* _The exercise_:
Count the lines in the listing below that contain the string "shoe", treating uppercase and lowercase as different. Reply with the number alone.

[start Recorded data]

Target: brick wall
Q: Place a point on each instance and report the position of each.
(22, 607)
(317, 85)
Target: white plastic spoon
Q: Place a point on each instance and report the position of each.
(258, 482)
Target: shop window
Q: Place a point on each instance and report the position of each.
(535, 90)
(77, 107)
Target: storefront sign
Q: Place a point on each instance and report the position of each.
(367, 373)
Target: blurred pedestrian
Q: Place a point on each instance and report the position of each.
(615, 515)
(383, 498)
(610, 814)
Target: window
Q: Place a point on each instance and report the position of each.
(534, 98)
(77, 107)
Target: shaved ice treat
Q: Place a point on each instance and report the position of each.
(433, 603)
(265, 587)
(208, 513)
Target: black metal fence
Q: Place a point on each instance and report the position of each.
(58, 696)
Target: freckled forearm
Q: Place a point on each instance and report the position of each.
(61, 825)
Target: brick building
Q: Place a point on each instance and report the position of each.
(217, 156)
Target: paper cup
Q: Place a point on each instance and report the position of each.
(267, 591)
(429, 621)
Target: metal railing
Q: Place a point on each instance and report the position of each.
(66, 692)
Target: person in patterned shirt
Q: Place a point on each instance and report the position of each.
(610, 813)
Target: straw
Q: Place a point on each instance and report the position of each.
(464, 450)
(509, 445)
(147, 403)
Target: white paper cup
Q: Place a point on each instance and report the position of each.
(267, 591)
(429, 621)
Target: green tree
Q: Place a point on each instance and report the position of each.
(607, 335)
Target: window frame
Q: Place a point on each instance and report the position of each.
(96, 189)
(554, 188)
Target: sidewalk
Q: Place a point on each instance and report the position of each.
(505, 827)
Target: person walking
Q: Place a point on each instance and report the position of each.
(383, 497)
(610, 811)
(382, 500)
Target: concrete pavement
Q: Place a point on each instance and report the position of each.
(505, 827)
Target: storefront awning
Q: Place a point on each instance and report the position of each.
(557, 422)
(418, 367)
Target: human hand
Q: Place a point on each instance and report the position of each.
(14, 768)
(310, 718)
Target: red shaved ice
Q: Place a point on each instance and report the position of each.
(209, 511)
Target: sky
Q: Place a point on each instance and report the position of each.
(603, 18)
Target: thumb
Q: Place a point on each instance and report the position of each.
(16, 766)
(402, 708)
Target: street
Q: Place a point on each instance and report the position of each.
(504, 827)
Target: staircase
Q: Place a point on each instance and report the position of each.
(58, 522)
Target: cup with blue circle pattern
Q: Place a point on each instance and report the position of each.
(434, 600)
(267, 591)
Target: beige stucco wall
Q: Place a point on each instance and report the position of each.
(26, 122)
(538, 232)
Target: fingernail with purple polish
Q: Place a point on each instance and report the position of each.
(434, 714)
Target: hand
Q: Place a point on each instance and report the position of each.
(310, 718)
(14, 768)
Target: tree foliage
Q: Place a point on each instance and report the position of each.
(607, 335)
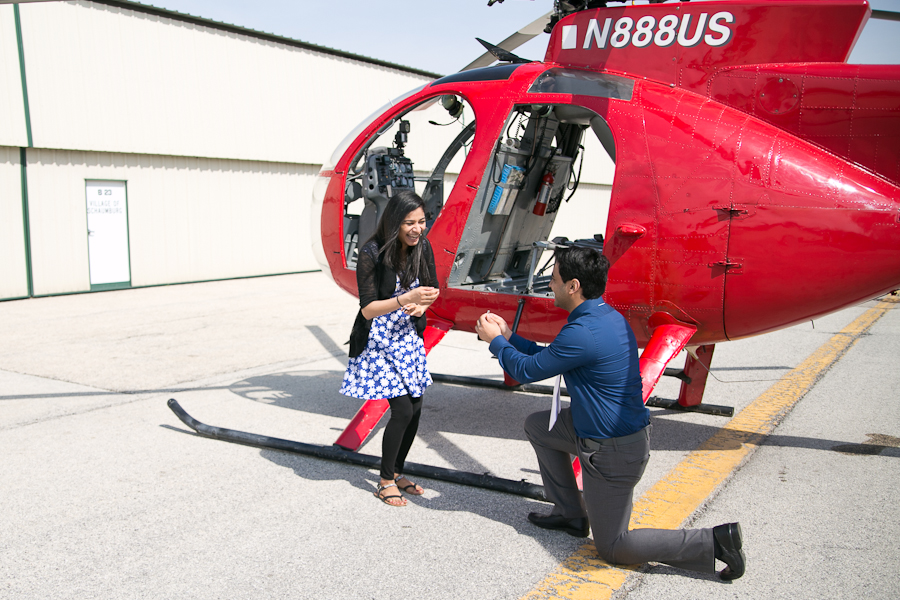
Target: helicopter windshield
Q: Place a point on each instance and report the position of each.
(422, 149)
(582, 83)
(345, 143)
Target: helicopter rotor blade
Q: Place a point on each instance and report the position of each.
(525, 34)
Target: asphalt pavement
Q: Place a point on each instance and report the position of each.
(106, 493)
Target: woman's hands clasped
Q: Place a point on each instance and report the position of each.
(417, 300)
(423, 295)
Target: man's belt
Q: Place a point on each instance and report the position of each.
(637, 436)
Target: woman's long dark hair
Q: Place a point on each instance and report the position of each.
(412, 265)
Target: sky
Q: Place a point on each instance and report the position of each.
(438, 35)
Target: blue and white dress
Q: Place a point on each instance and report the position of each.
(393, 362)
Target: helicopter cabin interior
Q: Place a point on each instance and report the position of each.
(535, 170)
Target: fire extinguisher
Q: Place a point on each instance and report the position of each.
(540, 207)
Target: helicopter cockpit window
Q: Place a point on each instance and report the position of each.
(422, 149)
(582, 83)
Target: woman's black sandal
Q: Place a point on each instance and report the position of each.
(412, 488)
(386, 499)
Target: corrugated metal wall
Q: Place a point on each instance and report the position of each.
(12, 106)
(13, 266)
(217, 134)
(190, 219)
(113, 80)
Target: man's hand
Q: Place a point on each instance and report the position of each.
(490, 326)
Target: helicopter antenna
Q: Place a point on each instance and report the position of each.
(501, 54)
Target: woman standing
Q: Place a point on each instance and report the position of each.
(396, 278)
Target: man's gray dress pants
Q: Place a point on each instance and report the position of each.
(609, 475)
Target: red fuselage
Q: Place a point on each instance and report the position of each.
(728, 211)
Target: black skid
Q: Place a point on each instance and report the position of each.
(489, 482)
(653, 401)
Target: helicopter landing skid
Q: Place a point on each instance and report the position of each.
(489, 482)
(653, 401)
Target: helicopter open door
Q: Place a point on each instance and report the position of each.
(533, 173)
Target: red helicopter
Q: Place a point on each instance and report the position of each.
(757, 176)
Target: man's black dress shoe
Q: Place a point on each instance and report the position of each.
(728, 543)
(578, 527)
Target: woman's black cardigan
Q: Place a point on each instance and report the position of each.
(376, 281)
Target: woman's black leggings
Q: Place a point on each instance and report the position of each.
(399, 434)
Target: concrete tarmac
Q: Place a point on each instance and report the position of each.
(105, 493)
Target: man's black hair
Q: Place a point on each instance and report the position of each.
(585, 264)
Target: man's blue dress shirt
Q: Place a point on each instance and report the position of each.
(596, 353)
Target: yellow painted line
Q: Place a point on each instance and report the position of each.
(669, 503)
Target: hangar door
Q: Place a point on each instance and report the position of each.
(107, 221)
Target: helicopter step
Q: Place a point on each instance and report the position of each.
(485, 481)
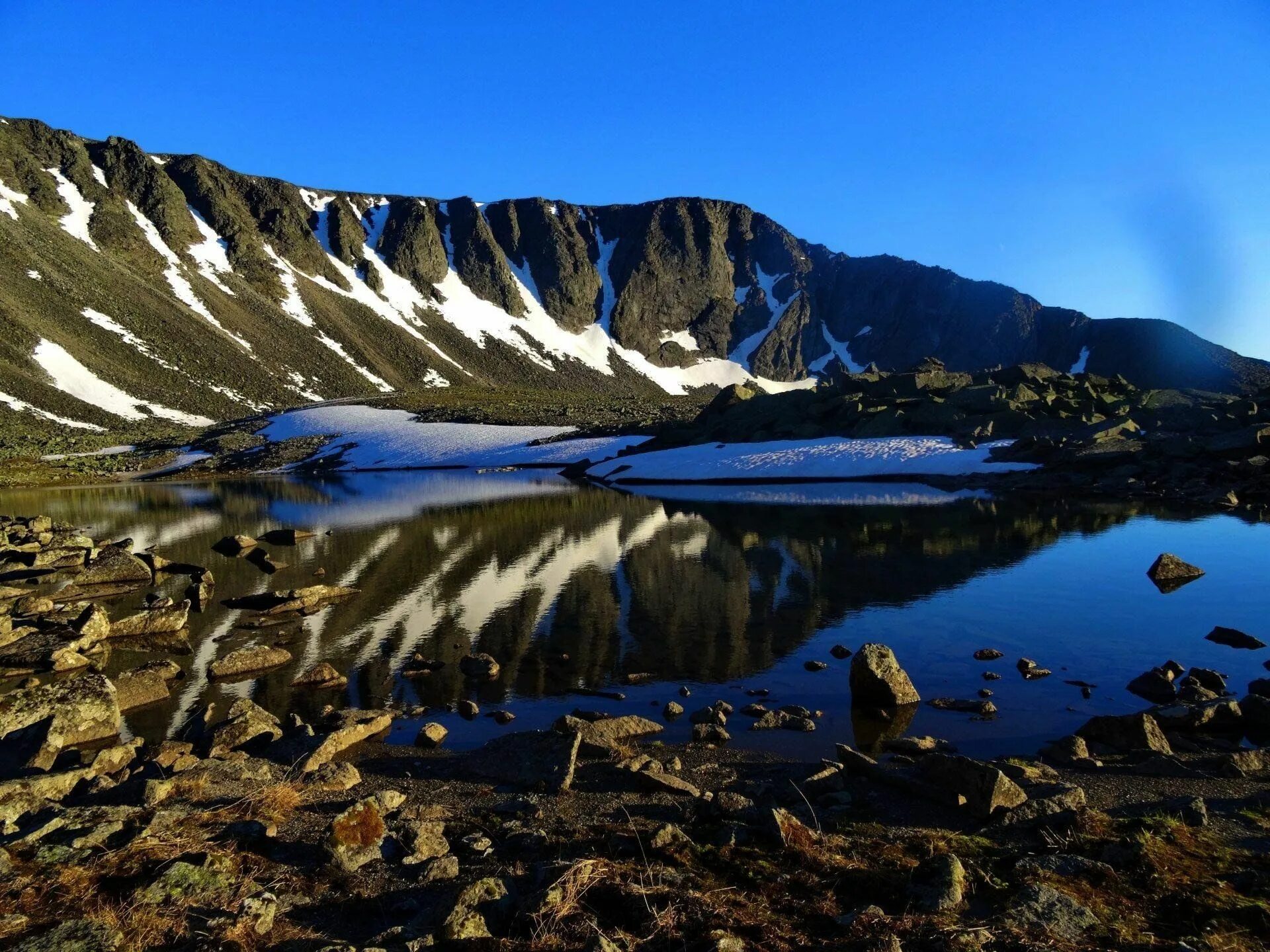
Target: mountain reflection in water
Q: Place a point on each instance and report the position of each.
(570, 587)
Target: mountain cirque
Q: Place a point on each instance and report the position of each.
(169, 290)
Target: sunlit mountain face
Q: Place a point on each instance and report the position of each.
(572, 588)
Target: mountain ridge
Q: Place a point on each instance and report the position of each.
(172, 286)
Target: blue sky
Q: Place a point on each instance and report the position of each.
(1113, 158)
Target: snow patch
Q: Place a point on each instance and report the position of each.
(833, 457)
(683, 338)
(9, 200)
(210, 254)
(393, 440)
(73, 377)
(23, 407)
(74, 222)
(181, 286)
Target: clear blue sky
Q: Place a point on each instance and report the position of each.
(1113, 158)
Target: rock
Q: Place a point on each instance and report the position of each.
(356, 837)
(187, 883)
(257, 913)
(1136, 731)
(535, 760)
(710, 734)
(64, 714)
(248, 660)
(114, 565)
(158, 621)
(980, 789)
(75, 936)
(320, 676)
(352, 727)
(982, 709)
(431, 735)
(1155, 686)
(876, 680)
(480, 666)
(1234, 637)
(937, 884)
(1040, 908)
(476, 905)
(245, 723)
(139, 688)
(1171, 573)
(1066, 865)
(667, 782)
(334, 776)
(426, 841)
(607, 734)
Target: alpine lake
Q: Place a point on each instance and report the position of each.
(605, 601)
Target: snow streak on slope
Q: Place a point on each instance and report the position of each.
(8, 197)
(837, 348)
(210, 254)
(181, 286)
(746, 348)
(1079, 367)
(393, 440)
(829, 459)
(23, 407)
(295, 306)
(73, 377)
(75, 222)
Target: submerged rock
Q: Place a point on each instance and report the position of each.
(876, 680)
(1171, 573)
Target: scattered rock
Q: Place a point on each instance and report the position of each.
(1171, 573)
(876, 680)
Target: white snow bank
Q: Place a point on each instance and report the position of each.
(393, 440)
(73, 377)
(8, 197)
(23, 407)
(181, 286)
(103, 451)
(808, 494)
(75, 222)
(835, 457)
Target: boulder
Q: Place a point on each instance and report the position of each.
(937, 884)
(1234, 637)
(320, 676)
(540, 761)
(64, 714)
(155, 621)
(248, 660)
(607, 734)
(1171, 573)
(114, 565)
(352, 727)
(1136, 731)
(356, 837)
(878, 681)
(479, 666)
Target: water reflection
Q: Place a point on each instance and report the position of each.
(567, 587)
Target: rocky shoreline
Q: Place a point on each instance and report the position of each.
(245, 830)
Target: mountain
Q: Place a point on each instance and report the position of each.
(139, 286)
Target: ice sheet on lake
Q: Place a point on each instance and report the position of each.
(833, 457)
(393, 440)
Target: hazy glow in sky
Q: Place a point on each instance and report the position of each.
(1111, 158)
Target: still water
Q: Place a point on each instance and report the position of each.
(716, 589)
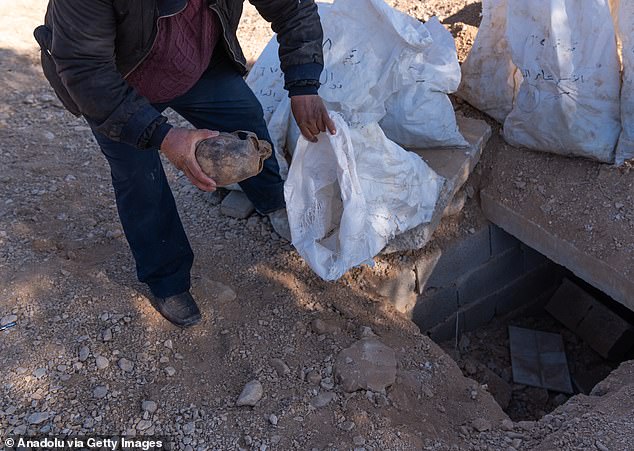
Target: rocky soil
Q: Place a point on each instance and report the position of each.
(282, 360)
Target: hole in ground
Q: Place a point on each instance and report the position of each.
(484, 355)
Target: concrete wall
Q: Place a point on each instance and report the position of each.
(471, 281)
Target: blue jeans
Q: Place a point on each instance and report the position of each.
(221, 101)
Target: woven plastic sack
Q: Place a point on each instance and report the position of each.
(568, 102)
(350, 193)
(489, 77)
(624, 15)
(379, 65)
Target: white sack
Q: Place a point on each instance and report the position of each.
(489, 77)
(348, 194)
(378, 61)
(625, 17)
(568, 102)
(419, 113)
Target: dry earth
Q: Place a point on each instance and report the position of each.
(88, 355)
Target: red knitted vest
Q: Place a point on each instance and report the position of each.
(180, 54)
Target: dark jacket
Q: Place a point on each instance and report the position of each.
(90, 46)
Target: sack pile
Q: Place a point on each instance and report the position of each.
(549, 70)
(387, 77)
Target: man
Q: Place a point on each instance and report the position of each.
(121, 63)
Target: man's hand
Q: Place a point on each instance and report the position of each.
(179, 146)
(311, 116)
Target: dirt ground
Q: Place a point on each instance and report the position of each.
(89, 356)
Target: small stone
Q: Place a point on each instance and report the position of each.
(189, 428)
(313, 377)
(101, 362)
(7, 319)
(322, 399)
(280, 367)
(346, 426)
(84, 352)
(100, 391)
(38, 417)
(126, 365)
(106, 335)
(358, 440)
(373, 366)
(481, 425)
(143, 425)
(251, 394)
(149, 406)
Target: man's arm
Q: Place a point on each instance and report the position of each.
(83, 49)
(300, 35)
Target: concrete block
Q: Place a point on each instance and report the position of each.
(501, 241)
(609, 278)
(455, 165)
(532, 258)
(479, 313)
(456, 205)
(237, 205)
(490, 277)
(445, 330)
(399, 288)
(424, 268)
(434, 308)
(570, 304)
(461, 257)
(604, 330)
(529, 288)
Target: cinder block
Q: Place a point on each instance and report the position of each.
(237, 205)
(570, 304)
(479, 313)
(501, 241)
(445, 330)
(604, 330)
(433, 309)
(528, 288)
(532, 258)
(490, 277)
(461, 257)
(424, 267)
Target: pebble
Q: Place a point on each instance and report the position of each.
(8, 319)
(100, 391)
(322, 399)
(189, 428)
(149, 406)
(38, 417)
(280, 367)
(84, 352)
(372, 366)
(126, 365)
(251, 394)
(481, 425)
(102, 362)
(106, 335)
(143, 425)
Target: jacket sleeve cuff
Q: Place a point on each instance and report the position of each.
(303, 90)
(141, 126)
(158, 136)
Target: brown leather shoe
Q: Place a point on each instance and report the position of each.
(180, 309)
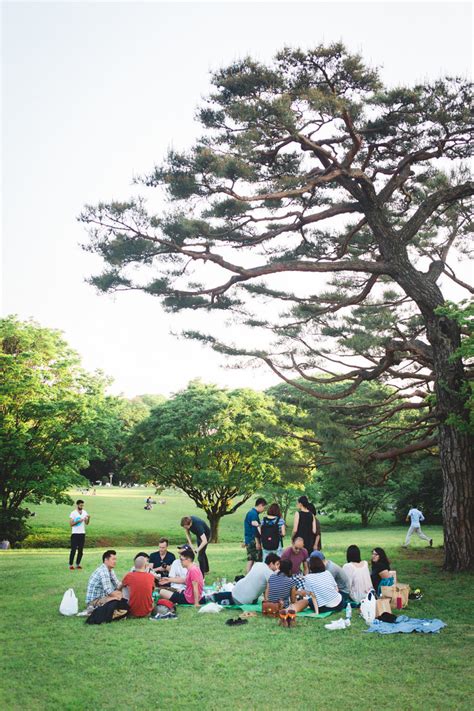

[end Recorded data]

* _Output of the exercise_:
2